# I think I under exposed ??



## azoton (May 9, 2007)

Well I think my first attempt to expose a screen was succesful for the most part.... just not printable 

Anyway, I know it's not the best light source but I used one of those halogen 500W set ups, exposing for 12.5 minutes on 110 mesh - I used ProChem DXP Pink dual cure diazo emulsion. I'm making a table top exposure unit but wanted to see if I could have any luck with the halogen light.

You can see I have some good crisp lines in the bottom portions of the image however the top parts of the image are kinda raggity.


















Am I right to assess that it was under exposed? I blew out the image with my pressure washer at it's lowest setting (you can easily put you hand in it) and it took a little while for it to start clearing out.

Is it common with this type of emulsion to it to get tacky when wet?

With a properly exposed screen just how durable is exposed emulsion? should I have to worry about too aggressively trying to clean out my image?

Thanks in advance.... I really did try to search for my answers but not much luck.


----------



## Powakai (Aug 21, 2007)

It just takes practice. You have too feel what you are doing when you wash out an image. Since emulsion is hygroscopic the wetter it gets the softer it gets. Plus if you are not using a dehumidifier in your screen room... etc.etc. Save your money and get a REAL light source and a poly-cop. Your problems will go away. I bought a Violux 5000 and a poly-cop used 15 years ago for 2000 dollars. They still work exceptionally well. New you are looking at 15 grand. I use SaatiChem PV textile emulsion. My screens shoot in 15-20 seconds and I achieve 5% halftones consistantly. I may have to reshoot a screen about 1 out of a hundred due to extreme humidity and complexity on the wrong day.

Requirements -
#1 Copy the passage of the screen-exposure thread from "Is it common" to "out my image?".
#2 In the screen-exposure thread, which emulsion did azoton use for the first screen?
#3 According to the screen-exposure thread, why does emulsion soften during washout?

[Data entries]
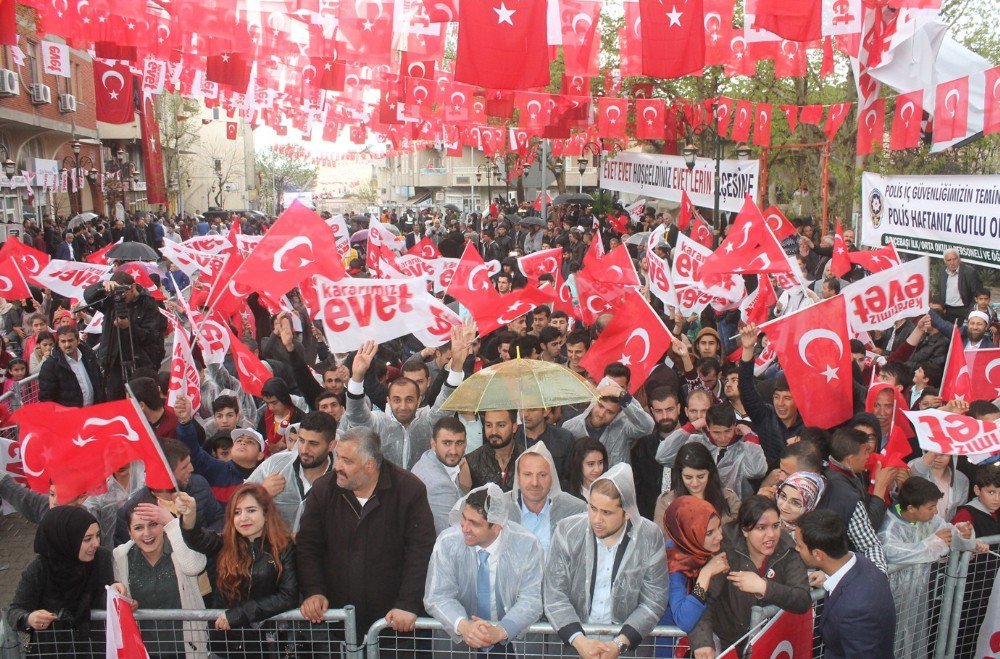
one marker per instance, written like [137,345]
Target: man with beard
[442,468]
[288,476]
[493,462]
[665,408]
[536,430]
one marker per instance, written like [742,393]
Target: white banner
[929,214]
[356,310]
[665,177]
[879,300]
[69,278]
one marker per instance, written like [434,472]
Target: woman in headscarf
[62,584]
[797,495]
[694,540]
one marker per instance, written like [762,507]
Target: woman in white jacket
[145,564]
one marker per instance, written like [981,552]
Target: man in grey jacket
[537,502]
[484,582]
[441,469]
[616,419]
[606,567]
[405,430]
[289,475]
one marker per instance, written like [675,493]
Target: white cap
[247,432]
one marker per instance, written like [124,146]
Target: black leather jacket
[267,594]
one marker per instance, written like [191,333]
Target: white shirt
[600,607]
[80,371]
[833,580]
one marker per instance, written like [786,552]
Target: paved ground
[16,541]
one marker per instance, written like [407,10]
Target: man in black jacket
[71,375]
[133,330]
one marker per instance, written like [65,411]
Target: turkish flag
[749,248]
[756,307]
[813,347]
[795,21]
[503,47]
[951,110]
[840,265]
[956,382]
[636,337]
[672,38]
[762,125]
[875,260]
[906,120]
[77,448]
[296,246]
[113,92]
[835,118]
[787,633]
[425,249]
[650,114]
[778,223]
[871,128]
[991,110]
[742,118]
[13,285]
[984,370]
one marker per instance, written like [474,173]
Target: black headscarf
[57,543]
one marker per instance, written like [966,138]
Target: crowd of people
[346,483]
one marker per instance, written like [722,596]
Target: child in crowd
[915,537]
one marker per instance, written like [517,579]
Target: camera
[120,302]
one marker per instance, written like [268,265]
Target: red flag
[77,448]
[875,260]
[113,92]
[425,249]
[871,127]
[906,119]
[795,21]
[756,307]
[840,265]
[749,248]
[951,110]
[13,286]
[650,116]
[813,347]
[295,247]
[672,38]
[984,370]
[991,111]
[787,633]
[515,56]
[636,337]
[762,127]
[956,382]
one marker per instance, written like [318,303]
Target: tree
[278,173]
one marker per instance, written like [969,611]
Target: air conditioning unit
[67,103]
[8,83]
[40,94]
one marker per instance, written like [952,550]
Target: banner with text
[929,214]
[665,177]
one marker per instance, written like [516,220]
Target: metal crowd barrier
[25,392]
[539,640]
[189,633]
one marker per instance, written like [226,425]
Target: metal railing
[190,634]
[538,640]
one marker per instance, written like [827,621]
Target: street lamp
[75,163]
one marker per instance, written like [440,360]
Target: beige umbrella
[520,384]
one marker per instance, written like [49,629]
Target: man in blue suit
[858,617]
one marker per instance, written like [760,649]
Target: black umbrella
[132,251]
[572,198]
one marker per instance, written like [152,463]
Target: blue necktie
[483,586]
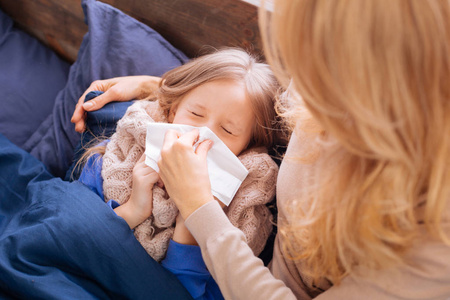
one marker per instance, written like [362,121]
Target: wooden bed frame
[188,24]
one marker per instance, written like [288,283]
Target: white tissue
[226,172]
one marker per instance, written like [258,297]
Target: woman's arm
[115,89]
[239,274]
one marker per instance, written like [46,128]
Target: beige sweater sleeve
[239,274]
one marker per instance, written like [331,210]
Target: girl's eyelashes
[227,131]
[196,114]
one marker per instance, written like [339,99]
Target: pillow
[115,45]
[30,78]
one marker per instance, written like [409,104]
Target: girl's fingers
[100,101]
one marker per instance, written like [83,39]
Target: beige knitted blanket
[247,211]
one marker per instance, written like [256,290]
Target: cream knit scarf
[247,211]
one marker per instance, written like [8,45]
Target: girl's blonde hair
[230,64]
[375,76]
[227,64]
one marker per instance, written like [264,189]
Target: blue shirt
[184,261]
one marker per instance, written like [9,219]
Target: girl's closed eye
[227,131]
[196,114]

Results in order -
#1
Is it common with this type of emulsion to it to get tacky when wet?

With a properly exposed screen just how durable is exposed emulsion? should I have to worry about too aggressively trying to clean out my image?

#2 ProChem DXP Pink dual cure diazo emulsion.

#3 Emulsion is hygroscopic, so the wetter it gets, the softer it gets.